## Objective:
Please gather every line in the items below that contains the word "house" and copy each one in full.

## Supplied records:
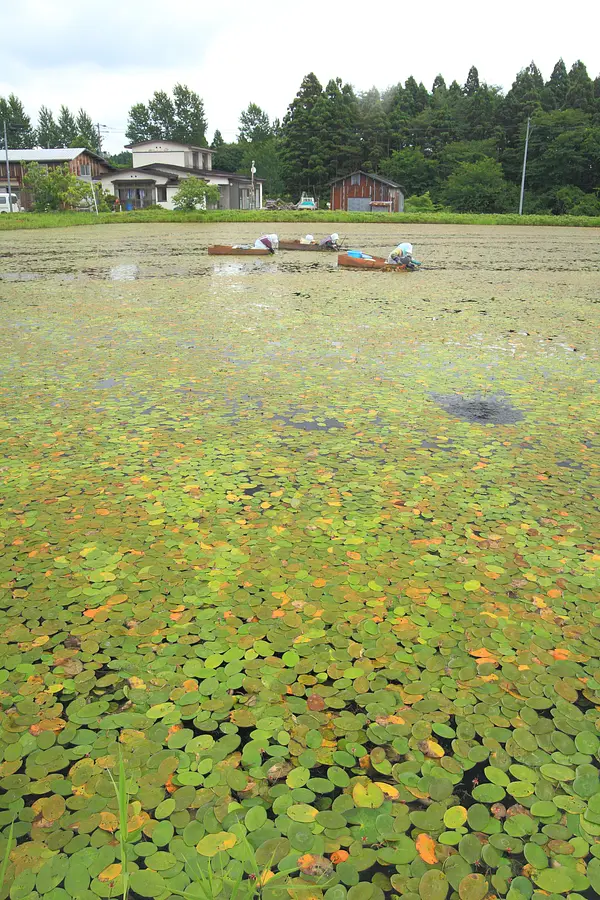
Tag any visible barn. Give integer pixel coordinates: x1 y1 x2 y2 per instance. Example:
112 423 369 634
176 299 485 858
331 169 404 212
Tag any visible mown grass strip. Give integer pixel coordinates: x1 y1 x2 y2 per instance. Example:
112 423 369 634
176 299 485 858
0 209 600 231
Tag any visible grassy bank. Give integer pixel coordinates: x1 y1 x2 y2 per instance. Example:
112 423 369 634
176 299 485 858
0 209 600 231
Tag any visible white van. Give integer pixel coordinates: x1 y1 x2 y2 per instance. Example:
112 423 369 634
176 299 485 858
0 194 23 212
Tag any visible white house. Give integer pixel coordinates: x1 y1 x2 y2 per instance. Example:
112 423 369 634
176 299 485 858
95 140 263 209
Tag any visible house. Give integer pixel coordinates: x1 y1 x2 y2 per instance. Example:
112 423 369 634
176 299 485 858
--
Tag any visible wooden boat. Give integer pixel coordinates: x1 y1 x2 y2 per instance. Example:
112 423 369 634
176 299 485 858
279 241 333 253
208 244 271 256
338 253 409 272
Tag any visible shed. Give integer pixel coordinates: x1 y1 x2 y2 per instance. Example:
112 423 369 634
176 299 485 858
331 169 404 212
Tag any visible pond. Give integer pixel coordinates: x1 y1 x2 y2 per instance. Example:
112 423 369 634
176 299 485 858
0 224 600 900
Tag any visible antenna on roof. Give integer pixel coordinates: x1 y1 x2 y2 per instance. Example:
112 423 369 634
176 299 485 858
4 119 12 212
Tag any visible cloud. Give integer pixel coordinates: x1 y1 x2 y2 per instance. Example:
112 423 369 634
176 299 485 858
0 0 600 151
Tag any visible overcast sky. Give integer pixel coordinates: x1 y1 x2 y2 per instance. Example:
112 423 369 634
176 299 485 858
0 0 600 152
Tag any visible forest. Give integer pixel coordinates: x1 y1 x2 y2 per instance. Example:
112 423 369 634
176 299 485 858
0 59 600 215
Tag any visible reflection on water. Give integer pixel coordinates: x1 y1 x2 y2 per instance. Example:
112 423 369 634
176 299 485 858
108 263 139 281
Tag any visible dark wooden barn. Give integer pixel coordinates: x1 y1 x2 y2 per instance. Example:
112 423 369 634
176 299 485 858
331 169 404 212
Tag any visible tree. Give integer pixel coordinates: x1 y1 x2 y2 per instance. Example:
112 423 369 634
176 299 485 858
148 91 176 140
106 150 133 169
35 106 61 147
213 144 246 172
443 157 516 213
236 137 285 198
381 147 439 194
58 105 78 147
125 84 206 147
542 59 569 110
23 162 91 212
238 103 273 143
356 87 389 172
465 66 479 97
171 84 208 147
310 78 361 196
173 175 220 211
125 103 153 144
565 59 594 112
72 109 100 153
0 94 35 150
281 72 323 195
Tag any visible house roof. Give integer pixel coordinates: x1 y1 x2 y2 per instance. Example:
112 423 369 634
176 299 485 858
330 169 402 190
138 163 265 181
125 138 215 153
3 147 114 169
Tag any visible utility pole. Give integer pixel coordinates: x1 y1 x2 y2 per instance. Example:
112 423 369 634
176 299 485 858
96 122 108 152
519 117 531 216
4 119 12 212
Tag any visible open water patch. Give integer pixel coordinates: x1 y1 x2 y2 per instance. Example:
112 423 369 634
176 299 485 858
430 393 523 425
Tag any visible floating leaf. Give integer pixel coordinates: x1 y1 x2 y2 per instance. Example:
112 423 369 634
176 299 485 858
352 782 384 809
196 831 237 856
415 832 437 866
...
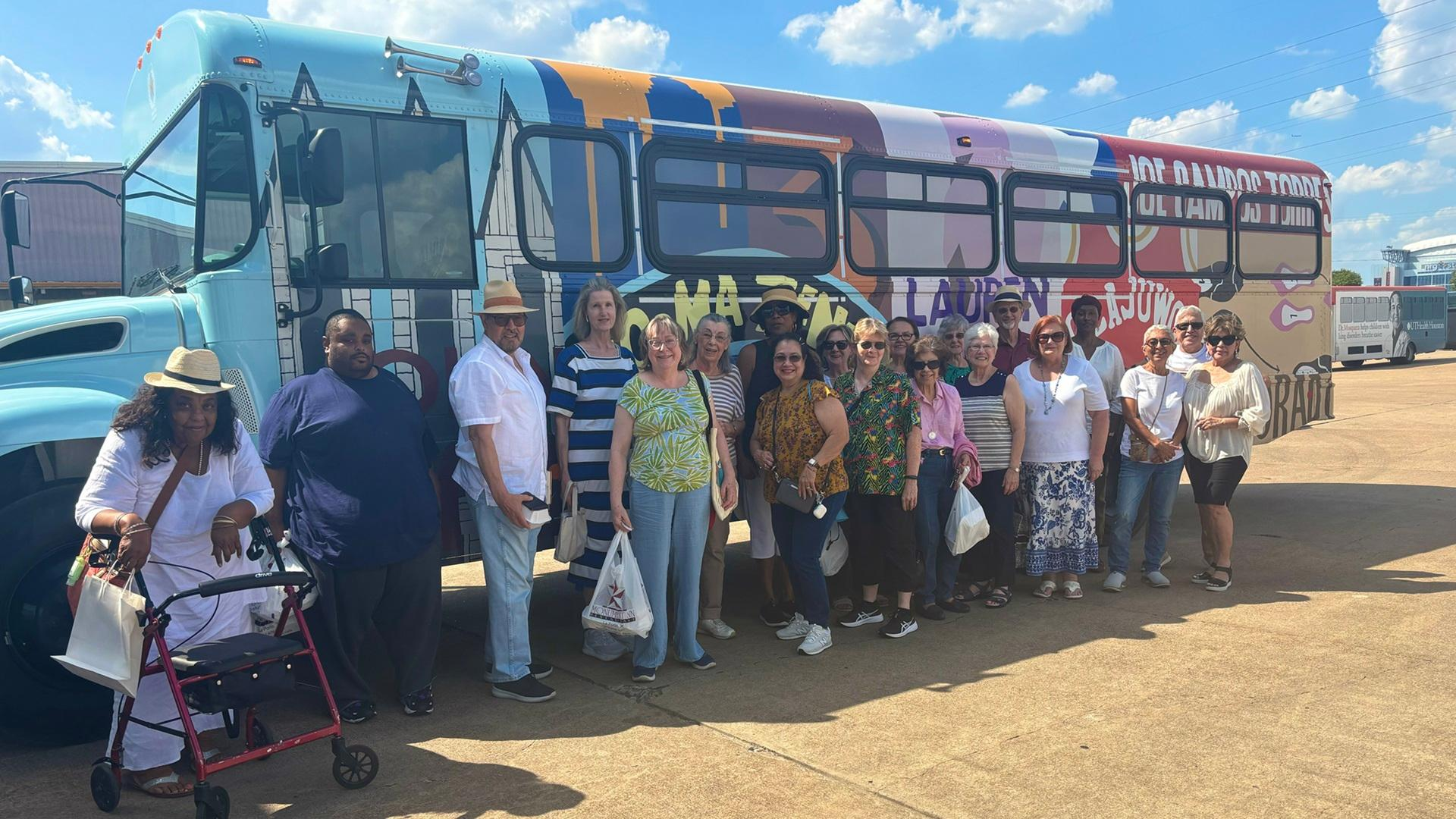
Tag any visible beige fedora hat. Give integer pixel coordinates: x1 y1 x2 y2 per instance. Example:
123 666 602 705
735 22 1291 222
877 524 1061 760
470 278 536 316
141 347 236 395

## Final result:
Tag any visible white house. Give integer pixel coordinates: x1 y1 x2 y2 per instance. Example:
Tag any visible house. Give integer pixel coordinates: x1 y1 x2 y2 per instance. Example:
Tag any visible house roof. Give integer pixel coordinates: x1 y1 x2 y2 per instance. Example:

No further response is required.